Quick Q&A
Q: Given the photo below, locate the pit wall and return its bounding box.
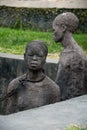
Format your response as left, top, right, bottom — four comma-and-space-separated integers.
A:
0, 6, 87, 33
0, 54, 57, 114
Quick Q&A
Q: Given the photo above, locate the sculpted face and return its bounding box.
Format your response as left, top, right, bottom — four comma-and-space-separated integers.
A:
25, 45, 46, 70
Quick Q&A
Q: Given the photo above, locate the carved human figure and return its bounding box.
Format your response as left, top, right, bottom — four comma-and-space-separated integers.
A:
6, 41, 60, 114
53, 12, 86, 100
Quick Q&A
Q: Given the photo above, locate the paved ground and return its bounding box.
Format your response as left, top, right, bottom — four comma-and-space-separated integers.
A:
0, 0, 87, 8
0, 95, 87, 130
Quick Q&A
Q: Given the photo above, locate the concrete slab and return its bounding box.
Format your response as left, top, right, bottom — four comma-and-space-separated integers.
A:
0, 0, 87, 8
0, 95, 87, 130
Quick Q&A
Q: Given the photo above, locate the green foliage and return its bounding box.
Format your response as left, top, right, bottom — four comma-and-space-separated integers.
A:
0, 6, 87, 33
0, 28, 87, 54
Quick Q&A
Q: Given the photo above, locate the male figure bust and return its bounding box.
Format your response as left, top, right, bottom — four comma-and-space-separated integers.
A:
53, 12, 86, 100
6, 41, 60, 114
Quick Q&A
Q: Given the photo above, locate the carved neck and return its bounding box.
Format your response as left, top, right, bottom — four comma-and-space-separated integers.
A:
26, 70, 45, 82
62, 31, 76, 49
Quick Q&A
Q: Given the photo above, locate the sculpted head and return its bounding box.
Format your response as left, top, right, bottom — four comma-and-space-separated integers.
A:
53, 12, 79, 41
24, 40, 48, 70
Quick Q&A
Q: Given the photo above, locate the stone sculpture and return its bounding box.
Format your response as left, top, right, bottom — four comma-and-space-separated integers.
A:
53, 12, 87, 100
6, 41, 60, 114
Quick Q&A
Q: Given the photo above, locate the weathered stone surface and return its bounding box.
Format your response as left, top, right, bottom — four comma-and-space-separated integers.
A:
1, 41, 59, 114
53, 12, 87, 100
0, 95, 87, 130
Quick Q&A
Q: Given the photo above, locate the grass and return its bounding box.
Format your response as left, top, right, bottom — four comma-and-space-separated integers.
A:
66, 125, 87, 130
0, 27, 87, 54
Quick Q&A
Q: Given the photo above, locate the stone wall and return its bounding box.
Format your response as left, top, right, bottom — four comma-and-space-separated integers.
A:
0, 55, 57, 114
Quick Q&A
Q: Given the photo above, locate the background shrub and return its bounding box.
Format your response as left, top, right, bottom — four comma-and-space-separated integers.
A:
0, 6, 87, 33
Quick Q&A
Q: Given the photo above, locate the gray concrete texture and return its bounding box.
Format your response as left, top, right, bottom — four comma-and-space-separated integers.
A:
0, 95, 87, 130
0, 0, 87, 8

--------------------------------

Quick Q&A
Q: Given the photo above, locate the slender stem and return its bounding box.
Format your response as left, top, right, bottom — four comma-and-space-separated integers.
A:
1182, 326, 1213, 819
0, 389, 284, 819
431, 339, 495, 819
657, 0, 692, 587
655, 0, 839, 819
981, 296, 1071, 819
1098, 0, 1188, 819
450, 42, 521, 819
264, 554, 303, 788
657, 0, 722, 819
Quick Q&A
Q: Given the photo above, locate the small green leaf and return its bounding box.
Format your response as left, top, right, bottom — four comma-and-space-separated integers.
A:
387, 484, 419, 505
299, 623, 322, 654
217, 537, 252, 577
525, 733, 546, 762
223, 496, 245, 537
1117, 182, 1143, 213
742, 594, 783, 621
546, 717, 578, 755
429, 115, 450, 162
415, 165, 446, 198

--------------------------------

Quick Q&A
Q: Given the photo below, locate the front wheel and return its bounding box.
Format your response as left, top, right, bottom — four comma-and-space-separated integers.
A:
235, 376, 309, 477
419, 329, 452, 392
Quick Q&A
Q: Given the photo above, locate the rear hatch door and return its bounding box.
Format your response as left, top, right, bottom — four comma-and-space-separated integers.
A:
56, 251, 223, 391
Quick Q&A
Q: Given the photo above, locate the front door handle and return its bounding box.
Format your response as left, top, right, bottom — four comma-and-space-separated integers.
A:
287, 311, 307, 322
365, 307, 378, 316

--------------------------------

■ What you will do ■
Which lines in the records above contain the word "wall"? Copy out each of those lines in full.

■ Final result ■
Q: Given the photo below, locate the pit wall and return its bounding box.
Q: Given the photo above, locate the stone wall and return its bounding box.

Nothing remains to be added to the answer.